### List of tasks
a) Answer these from the forum discussion of neutrino beams, one line each:
(i) What mean free path through solid lead does the text give for neutrinos with 1 GeV energy?
(ii) How far through interplanetary space do the detected neutrinos travel from the sun?
(iii) Roughly what length does the mean free path shrink to when neutrino energy is raised to about 1,000 TeV?
b) Continue the forum discussion of neutrino beams and nuclear weapons, picking up after its final sentence.

### Source
• • • • • • •

And, honestly I do not believe that such a strong neutron source could be realised using a neutrino beam.

Re:i thought...

[reverseengineer]

Well, that's really just it- neutrinos interact incredibly weakly with matter- whereas most particles have a mean free path (the average distance a particle will travel before colliding with another particle) on the order of microns (depends on particle "cross-section" (relates to its interaction with other particles, and is dependent on particle energy) and the average separation between particles (depends on density of matter in the medium). Neutrinos with a respectable 1GeV energy (1/1,000,000 of the energy proposed here) have a mean free path through solid lead (density of over 11000kg/m^3) of over a light-year.

Now, like I said, the mean free path is an average figure, so a neutrino may interact with a nucleon far sooner, or far later. In the case of earthbound neutrino detectors like Super Kamiokande, the neutrinos that are detected must make it out of the dense plasma of the sun from whence they arise, travel 150,000,000km through interplanetary space (which is basically empty for neutrino purposes), pass through the entire earth, and then into a deep mine shaft filled with something like heavy water or carbon tetrachloride (as you mentioned). A very, very small fraction of the constant torrent of neutrinos passing through this tank will bump into a nucleon and produce a detectable event. Now, if you boost the the energy of these neutrinos up to about 1,000 TeV, the mean free path of each one is reduced to roughly the diameter of the earth. While a tremendous number of neutrinos with this energy,released in a pulse, will either bump into particles somewhere in the earth's interior or will pass straight through, then through the nuke and straight out into space (a small amount would probably make it out of the galaxy eventually), there would probably enough neutrinos hitting particles in the vicinity of the nuke to produce that hadron shower and potentially ruin the bomb.

• • • • • • •

### Stored data
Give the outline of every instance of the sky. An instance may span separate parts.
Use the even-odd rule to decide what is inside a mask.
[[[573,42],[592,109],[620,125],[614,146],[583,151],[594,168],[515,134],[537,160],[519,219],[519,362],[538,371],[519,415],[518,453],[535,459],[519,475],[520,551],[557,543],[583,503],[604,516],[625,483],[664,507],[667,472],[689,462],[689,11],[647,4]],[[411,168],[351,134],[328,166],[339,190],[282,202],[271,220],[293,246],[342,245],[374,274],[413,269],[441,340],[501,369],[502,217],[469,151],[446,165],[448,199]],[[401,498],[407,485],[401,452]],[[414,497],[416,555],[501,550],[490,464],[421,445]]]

• • • • • • •

### Results by task
a)
(i) Over a light-year.
(ii) 150,000,000 km.
(iii) Roughly the diameter of the earth.

b)
I do agree that the technology is unrealistic, however- unless a viable 100+ Telsa magnet is found (present record is about 15T for a magnet of the necessary type), the storage ring will have to be 600km in diameter. There are of course many practical problems with this design- the difficulty of aiming this sort of neutrino beam, the incredibly deadly neutron flux produced with the neutrino beam (the prospect of a misfire shooting down an aircraft or irradiating a city block is rather unappealing), and that the authors suggest that a detonation of roughly 3% of the expected nuclear device yield will still occur (or even a full detonation, if the device is a hydrogen bomb, and the "fizzle" explosion and tremendous neutron flux is enough to kickstart fusion). 3 percent of a 20-kiloton device is still the rough equivalent of 600 tons of TNT. If I were the madman dictator of a rogue state, I'd definitely think about keeping my nuclear warheads in populated areas, so the hypothetical "World Government" who holds the keys to the storage ring will have blood on its hands when they use the neutrino pulse to destory a nuke, and 10,000 of my citizens become collateral damage. That would also be an excellent pretext to retaliate with any nukes I have left.